** Start of Selected extract **

Opinion & Analysis

Trademark 101: Everything you need to know



What does Coca-Cola, Afia Schwarzenegger and Beyonce have in common? All these are brands with their names as assets. This means that, no one can use the names of the brands without the authorization of the owners. Using these brand names without the authorization of the owners will be considered a breach of their trademark rights.

What then is a trademark? it is basically a sign or a combination of signs that can be used to distinguish one brand from the other. It may include words such as “Everywhere You Go”, personal names such as “Afia Schwarzenegger or Beyonce”, designs such as logos, letters such as “MTN”, colours, numerals, shapes, holograms, sounds or a combination of any of these elements or slogans[i].

What is the essence of registering a trademark?

When a trademark is registered by a person, that trademark is protected from use by others who have not obtained authorization from the owner of the trademark[ii]. Considering this, where the trademark of a person is used by another without permission, the owner of the trademark can institute legal action against the perpetrator. The sanctions that may be imposed on the perpetrator include a fine or a term of imprisonment or both.

What is a trademark for?

A trademark serves two functions i.e.: (1) to identify a product; and (2) to distinguish the goods and/or services of a specific business from that of its competitors by enabling businesses differentiate themselves and their products and/or services.

** End of Selected extract **
** Start of Data lines **

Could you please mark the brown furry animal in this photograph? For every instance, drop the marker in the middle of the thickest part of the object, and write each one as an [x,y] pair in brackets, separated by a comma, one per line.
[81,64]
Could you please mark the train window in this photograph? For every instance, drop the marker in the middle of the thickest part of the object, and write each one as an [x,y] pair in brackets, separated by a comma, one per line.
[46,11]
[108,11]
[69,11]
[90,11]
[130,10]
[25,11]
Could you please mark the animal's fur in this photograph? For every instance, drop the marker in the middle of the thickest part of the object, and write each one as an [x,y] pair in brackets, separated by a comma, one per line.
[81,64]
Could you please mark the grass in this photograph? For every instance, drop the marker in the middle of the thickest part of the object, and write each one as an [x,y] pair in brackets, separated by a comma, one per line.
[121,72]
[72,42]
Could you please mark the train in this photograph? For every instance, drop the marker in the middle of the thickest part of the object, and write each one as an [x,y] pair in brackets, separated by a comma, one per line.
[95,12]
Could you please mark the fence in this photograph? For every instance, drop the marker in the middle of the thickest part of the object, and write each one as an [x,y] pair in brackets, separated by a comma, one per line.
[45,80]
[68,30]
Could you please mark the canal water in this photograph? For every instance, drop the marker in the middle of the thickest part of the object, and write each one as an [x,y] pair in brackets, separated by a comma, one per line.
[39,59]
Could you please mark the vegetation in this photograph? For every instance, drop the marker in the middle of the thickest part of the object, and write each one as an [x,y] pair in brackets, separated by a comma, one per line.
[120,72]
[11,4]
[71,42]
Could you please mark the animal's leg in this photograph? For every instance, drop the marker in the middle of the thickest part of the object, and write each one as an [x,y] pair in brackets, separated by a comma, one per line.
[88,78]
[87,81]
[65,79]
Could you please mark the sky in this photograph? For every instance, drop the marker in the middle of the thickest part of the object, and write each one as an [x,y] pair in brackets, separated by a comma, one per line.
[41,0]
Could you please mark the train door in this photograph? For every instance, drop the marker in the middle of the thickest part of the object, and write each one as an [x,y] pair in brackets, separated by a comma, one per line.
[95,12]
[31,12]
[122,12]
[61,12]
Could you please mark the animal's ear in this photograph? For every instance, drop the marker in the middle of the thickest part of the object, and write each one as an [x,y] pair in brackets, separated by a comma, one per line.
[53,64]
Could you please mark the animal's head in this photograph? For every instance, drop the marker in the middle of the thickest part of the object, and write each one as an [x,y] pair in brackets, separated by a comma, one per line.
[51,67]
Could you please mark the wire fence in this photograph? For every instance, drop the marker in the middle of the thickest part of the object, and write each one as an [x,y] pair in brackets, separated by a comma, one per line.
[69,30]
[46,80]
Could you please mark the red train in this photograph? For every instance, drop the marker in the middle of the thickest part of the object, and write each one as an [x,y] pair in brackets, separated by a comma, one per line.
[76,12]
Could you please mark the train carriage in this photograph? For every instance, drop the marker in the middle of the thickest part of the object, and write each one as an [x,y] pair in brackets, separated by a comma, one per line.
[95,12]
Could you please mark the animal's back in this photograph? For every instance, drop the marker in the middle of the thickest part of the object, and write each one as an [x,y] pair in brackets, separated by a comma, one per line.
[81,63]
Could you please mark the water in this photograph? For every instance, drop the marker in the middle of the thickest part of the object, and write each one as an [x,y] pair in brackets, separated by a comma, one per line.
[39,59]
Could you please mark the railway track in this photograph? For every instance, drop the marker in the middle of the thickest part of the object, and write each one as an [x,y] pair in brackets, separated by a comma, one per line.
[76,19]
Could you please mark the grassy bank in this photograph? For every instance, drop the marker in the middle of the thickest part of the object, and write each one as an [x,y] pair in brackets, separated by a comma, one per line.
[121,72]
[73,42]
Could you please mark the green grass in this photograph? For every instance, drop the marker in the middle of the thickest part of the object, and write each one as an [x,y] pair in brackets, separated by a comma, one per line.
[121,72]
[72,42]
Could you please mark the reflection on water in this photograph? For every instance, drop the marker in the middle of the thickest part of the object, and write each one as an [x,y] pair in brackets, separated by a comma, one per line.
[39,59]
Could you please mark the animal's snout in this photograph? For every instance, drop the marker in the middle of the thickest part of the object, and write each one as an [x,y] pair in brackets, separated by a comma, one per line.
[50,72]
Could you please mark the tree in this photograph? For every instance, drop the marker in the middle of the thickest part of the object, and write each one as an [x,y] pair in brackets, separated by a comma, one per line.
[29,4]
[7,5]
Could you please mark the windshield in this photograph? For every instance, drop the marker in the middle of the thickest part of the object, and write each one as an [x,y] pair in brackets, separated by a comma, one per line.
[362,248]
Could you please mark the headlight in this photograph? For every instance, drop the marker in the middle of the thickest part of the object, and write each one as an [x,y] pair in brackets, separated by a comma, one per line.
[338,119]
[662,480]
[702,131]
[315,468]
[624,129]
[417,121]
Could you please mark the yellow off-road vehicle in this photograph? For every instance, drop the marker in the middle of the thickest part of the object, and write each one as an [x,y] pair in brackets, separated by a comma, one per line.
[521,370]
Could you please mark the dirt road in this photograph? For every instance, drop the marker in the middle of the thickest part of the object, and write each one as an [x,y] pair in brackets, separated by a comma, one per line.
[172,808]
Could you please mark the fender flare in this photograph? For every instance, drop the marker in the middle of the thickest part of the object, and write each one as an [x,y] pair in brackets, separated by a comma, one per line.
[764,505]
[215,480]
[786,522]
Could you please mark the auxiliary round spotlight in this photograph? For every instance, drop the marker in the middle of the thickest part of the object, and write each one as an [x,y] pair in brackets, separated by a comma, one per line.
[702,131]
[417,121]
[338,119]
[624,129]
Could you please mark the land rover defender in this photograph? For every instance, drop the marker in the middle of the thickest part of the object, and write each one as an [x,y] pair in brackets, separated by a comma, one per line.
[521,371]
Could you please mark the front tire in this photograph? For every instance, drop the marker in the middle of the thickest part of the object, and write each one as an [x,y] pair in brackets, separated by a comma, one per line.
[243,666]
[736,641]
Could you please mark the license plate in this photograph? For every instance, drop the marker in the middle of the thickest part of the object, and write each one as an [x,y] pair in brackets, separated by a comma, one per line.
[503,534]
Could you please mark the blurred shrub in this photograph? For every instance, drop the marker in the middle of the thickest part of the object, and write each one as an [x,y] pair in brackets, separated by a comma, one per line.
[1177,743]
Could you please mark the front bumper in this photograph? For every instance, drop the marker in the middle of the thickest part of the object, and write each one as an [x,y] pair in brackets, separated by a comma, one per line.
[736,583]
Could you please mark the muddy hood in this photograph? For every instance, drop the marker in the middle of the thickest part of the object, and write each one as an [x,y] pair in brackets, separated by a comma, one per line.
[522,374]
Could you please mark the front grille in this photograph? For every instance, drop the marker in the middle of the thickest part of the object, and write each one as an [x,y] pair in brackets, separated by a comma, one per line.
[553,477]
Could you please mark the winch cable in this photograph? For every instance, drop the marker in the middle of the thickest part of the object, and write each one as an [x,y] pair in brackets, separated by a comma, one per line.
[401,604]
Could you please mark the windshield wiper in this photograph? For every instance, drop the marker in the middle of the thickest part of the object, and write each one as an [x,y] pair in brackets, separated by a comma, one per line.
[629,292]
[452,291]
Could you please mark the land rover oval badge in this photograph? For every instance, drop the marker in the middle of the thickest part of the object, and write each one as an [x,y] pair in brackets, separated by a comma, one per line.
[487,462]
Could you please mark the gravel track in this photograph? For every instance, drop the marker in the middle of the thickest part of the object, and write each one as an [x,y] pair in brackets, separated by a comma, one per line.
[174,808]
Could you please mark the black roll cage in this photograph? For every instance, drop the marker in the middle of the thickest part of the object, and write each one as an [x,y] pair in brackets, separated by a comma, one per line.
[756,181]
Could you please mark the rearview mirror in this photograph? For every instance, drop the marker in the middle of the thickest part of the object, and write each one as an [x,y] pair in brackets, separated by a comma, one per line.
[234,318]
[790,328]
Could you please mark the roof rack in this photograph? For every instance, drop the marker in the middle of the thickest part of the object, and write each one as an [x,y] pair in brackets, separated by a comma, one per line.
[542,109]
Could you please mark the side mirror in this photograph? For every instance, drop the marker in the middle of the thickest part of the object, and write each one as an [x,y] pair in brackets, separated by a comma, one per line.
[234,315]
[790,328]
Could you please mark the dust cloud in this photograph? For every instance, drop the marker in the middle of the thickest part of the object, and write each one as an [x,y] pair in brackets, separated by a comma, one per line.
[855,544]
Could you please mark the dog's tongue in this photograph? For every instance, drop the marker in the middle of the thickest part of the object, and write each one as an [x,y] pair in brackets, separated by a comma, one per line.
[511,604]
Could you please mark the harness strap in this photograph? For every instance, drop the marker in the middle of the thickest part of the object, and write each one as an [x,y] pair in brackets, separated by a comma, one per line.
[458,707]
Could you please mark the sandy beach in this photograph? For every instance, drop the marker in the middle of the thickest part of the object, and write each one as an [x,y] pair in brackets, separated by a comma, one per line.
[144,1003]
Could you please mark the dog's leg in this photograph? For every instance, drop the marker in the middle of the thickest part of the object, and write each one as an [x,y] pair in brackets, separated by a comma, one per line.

** End of Data lines **

### Task brief
State whether each statement agrees with the trademark article, answering yes or no and quoting the deciding words of the article. 1. A trademark may include sounds. 2. The only sanction that may be imposed on someone who uses a registered trademark without permission is a fine. 3. According to the article, a trademark serves three functions. The items are separate material and do not belong to the trademark article.

### Task result
1. Yes: "colours, numerals, shapes, holograms, sounds or a combination of any of these elements or slogans"
2. No: "The sanctions that may be imposed on the perpetrator include a fine or a term of imprisonment or both."
3. No: "A trademark serves two functions"